SELECTED TEXT.
It's freakin awesome!

------
adrusi
A lot of these ideas seem really good. I like that all processes run in CPU
ring 0 and safety is ensured by the VM. It seems like this is more flexible
and allows for more easily provable safety guarantees. That said, I think
javascript is the wrong way to go, and especially how they're doing it.
Javascript carries with it the idea of garbage collection, which is
fundamentally incompatible with hard realtime systems because it can create
unpredictable pauses. What happens when a driver is communicating with a
graphics card over a PCI bus or with an SSD over SATA and suddenly there's a
GC pause? It might miss some bytes, and in the worst case scenario, the serial
data stream will still be valid and the driver will carry on like nothing
happened, returning corrupted data.

I'm somewhat confused about the concurrency model in Runtime, The frontpage
says it ditches traditional preemptive multitasking in favor of an event loop,
but another pages says it runs a v8 isolate on each core. I'm going to assume
that this means on my machine with 8 virtual cores there would be 8 parallel
event loops. An eventloop for multiplexing OS processes on the timeline is
simply not appropriate for the general usecase. If any process performs a CPU-
bound operation, it would block all other processes in the same v8 isolate.

EXTRACTED MATERIAL.

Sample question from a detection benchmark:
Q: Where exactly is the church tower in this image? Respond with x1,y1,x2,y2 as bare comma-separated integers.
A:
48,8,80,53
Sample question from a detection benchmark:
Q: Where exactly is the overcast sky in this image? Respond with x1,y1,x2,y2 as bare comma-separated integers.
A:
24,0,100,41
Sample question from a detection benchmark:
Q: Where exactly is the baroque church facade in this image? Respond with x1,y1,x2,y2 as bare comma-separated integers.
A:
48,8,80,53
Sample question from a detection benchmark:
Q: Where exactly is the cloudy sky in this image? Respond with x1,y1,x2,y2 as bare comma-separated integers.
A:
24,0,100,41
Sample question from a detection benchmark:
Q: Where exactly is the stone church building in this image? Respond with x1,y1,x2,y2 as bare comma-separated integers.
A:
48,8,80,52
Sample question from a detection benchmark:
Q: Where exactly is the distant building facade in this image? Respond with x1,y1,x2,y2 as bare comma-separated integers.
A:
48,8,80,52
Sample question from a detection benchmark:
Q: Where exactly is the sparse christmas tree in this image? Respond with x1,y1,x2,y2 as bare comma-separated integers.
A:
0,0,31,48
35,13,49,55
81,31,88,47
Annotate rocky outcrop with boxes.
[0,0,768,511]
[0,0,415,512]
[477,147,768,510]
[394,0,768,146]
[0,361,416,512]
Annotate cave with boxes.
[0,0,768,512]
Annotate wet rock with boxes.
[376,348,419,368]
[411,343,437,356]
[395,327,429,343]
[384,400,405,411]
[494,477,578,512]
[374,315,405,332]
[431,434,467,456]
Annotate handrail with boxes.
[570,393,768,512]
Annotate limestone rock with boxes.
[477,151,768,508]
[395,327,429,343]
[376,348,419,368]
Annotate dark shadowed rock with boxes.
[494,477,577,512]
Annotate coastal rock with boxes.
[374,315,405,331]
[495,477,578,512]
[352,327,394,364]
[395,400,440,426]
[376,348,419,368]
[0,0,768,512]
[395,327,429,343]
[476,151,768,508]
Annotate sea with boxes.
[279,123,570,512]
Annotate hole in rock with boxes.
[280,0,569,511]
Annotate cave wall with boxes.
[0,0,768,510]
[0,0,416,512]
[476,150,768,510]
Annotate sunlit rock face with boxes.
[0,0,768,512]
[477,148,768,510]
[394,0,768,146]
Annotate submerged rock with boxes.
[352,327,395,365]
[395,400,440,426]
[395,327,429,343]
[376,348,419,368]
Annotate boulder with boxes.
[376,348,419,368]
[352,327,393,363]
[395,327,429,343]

TASK LIST.
• a. According to the forum thread about the Runtime operating system, why is garbage collection fundamentally incompatible with hard realtime systems?
• b. Pick up the forum thread about the Runtime operating system where it stops and write the next few sentences of that comment.

RESULTS IN ORDER.
• a. It can create unpredictable pauses.

• b.
This system is also not very good for multicore operations, it's impossible to
properly balance to load on each core, leading to poor performance.
Traditional kernels can run a single thread on core A one millisecond and core
B the next, but even if it's possible to send a process between isolates, it
would be a lot less efficient than simply remapping the address space.

I think it would be much better use LLVM bitcode instead of javascript.
Instead of JIT compilation, the Kernel compiles the program to machine code
when it loads it into memory, verifying that it's not using any unauthorized
constructs statically. LLVM bitcode is already being used like this by PNaCl.
It offers the same security guarantees as javascript, but without the overhead
associated with it.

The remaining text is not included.